* Goal *
Reproduce the lines below verbatim, beginning with the line containing "Can you confirm the presence of any horse-drawn carriage" and continuing through the line containing "left=603, top=374, right=710, bottom=458", both included.

* Provided records *

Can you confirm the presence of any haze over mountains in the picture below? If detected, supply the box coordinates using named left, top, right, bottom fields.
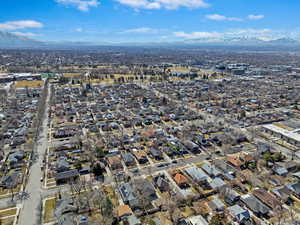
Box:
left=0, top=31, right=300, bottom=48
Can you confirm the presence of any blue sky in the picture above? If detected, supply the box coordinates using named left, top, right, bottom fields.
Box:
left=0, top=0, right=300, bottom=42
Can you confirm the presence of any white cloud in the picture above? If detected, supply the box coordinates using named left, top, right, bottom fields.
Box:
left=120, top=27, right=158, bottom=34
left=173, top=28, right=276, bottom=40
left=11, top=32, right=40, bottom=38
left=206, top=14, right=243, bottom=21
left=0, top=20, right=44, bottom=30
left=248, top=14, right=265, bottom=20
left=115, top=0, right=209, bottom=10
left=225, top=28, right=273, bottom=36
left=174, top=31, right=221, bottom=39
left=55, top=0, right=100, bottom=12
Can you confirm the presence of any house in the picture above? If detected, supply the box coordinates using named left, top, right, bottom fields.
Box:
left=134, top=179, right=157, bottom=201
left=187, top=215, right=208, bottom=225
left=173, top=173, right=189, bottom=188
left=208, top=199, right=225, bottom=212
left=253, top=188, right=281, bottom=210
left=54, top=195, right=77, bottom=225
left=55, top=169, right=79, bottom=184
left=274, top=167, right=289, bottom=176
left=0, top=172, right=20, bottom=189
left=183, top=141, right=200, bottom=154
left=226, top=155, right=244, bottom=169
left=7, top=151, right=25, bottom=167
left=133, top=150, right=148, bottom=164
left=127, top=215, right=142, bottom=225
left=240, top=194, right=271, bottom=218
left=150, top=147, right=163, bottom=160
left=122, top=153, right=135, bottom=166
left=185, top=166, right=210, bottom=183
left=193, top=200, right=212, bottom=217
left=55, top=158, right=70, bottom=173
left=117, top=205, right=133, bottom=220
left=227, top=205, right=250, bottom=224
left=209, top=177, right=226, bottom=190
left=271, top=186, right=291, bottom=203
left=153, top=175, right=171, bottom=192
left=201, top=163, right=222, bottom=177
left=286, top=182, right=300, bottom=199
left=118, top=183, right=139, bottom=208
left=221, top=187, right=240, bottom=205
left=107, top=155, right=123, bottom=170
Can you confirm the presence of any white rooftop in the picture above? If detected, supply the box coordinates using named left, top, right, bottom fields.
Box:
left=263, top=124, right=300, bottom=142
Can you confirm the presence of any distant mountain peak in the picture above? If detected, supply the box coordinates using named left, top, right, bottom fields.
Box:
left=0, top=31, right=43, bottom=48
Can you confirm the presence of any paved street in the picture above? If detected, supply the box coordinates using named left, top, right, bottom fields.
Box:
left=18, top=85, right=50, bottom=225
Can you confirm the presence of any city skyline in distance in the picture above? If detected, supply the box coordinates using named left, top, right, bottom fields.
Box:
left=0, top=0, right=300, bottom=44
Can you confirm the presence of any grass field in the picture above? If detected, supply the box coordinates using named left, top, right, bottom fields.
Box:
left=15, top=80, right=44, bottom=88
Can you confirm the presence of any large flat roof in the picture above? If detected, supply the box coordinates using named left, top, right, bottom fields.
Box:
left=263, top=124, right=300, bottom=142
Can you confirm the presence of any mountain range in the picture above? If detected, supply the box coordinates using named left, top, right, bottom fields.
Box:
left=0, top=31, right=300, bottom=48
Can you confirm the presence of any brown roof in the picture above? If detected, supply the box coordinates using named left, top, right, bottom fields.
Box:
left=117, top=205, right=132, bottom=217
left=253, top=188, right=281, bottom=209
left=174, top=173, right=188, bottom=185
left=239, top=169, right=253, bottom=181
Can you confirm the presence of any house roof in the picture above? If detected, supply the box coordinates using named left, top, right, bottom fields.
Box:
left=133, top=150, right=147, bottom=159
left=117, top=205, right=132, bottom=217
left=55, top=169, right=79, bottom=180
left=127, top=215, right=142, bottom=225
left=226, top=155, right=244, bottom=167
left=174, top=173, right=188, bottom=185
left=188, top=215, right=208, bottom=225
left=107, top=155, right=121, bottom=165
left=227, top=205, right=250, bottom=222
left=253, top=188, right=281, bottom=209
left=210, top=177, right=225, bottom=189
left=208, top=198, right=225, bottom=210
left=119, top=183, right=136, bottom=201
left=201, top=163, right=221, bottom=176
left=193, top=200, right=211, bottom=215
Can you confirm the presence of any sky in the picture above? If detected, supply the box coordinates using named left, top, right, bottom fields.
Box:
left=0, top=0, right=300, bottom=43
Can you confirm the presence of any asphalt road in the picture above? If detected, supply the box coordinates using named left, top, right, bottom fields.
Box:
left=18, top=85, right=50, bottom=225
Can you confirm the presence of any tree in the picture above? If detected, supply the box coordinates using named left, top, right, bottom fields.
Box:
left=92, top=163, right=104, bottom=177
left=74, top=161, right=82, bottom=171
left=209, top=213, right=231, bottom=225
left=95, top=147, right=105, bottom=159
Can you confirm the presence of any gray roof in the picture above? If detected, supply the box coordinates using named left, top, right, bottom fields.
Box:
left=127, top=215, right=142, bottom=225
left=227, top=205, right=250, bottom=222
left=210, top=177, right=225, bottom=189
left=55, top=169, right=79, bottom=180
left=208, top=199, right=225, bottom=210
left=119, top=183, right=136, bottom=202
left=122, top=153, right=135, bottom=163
--
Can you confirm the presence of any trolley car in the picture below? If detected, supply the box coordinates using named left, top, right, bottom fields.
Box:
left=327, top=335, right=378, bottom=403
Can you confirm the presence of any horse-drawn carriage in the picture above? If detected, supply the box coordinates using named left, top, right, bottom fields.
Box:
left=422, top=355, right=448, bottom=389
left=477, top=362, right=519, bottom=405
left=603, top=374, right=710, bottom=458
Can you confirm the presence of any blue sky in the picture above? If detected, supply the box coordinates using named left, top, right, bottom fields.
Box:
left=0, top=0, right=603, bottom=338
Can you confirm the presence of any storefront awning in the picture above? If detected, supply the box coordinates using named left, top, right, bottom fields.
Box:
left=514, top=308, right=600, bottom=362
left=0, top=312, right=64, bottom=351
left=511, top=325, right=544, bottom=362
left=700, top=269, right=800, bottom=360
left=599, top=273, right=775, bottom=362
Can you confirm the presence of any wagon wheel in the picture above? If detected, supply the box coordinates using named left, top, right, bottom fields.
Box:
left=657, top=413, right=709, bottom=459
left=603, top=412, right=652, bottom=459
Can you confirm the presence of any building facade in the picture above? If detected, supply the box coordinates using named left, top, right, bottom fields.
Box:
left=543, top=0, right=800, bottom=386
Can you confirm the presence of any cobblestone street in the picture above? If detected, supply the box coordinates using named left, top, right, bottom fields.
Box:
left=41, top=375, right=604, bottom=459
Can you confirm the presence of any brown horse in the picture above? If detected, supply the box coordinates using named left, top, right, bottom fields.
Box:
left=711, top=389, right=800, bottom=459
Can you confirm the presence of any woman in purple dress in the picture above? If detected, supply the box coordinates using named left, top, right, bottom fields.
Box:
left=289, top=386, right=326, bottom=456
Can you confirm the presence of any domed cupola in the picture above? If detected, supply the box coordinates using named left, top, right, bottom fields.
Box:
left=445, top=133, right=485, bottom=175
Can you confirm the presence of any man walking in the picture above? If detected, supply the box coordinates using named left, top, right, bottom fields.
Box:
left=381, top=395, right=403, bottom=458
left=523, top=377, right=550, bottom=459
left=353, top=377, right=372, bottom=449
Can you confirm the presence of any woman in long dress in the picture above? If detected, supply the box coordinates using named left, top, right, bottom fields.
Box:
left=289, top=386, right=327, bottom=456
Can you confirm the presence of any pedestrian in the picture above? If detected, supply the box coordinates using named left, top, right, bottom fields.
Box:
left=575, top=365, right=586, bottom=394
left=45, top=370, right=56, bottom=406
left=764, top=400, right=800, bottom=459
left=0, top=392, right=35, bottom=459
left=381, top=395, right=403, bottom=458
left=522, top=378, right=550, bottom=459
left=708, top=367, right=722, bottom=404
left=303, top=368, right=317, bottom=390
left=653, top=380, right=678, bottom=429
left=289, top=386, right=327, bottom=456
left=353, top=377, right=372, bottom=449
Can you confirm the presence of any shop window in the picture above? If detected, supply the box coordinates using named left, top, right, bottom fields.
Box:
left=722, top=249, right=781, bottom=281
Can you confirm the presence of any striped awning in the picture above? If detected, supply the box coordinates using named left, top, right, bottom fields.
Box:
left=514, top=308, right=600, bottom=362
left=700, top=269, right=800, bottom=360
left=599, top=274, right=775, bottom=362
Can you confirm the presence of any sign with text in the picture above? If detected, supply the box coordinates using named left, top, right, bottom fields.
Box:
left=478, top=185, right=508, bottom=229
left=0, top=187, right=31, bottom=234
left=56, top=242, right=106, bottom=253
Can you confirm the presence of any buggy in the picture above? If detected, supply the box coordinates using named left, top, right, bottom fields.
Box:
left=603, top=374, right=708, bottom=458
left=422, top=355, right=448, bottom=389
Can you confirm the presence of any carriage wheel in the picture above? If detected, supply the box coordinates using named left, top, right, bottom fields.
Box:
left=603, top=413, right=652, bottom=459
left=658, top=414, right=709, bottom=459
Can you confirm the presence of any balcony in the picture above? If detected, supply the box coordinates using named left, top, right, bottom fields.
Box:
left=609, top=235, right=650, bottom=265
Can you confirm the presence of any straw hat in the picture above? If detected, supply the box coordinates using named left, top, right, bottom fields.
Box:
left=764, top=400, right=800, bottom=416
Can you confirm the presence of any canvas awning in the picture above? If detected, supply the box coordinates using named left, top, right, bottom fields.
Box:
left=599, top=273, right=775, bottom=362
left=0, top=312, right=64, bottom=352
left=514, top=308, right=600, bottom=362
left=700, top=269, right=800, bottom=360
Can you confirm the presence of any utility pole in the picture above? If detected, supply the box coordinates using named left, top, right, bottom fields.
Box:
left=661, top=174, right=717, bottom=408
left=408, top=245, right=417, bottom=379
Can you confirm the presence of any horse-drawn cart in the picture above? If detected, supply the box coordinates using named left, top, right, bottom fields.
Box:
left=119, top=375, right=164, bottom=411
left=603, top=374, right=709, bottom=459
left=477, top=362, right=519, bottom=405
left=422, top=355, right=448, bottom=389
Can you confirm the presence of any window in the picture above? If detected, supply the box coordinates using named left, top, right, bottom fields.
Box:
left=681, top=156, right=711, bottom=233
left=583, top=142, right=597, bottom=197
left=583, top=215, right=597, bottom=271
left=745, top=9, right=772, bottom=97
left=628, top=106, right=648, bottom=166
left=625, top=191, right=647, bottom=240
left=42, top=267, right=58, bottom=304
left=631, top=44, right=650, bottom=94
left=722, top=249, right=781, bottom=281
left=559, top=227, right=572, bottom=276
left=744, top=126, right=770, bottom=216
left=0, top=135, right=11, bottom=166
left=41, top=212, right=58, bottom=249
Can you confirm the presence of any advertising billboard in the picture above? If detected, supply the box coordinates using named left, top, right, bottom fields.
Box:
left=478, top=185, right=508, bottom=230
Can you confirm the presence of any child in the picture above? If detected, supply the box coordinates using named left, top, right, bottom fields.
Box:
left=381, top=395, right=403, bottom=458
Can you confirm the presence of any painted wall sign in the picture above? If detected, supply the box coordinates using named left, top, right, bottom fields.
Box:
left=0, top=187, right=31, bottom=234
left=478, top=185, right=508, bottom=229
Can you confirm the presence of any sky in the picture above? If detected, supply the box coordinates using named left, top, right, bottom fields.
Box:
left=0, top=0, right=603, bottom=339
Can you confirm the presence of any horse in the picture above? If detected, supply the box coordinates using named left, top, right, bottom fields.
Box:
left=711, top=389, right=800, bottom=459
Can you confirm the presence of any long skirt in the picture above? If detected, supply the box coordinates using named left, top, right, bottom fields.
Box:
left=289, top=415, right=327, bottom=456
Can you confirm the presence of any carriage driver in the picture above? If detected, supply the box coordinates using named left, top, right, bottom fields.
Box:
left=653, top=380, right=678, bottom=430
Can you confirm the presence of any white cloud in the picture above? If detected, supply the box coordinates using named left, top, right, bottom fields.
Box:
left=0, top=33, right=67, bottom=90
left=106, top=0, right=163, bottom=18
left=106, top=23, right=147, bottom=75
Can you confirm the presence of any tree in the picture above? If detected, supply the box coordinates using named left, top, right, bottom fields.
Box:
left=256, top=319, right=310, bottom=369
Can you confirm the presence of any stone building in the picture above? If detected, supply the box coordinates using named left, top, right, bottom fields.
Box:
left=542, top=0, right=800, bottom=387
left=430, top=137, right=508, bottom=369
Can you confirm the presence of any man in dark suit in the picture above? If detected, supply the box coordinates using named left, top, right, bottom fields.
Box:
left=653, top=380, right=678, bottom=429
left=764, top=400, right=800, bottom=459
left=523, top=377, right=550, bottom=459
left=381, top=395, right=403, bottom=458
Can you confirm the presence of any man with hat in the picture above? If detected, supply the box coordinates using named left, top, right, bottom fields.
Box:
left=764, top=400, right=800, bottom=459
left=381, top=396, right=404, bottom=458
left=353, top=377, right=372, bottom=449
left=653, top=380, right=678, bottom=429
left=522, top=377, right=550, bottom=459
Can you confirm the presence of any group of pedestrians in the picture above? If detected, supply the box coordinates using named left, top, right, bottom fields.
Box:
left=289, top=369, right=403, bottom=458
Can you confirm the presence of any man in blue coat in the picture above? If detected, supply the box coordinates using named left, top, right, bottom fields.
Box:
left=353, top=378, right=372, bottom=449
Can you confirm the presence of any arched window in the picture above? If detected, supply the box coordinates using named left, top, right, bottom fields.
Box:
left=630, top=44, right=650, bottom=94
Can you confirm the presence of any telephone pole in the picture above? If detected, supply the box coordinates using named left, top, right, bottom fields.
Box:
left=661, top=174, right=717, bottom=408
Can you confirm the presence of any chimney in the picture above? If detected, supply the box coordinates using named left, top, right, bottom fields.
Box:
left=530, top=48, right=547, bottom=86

* In response *
Can you confirm the presence of any horse-drawn carriage in the picture above? If detected, supply the box coordinates using named left, top, right, bottom fields.
Box:
left=422, top=355, right=448, bottom=389
left=477, top=362, right=519, bottom=405
left=603, top=374, right=710, bottom=458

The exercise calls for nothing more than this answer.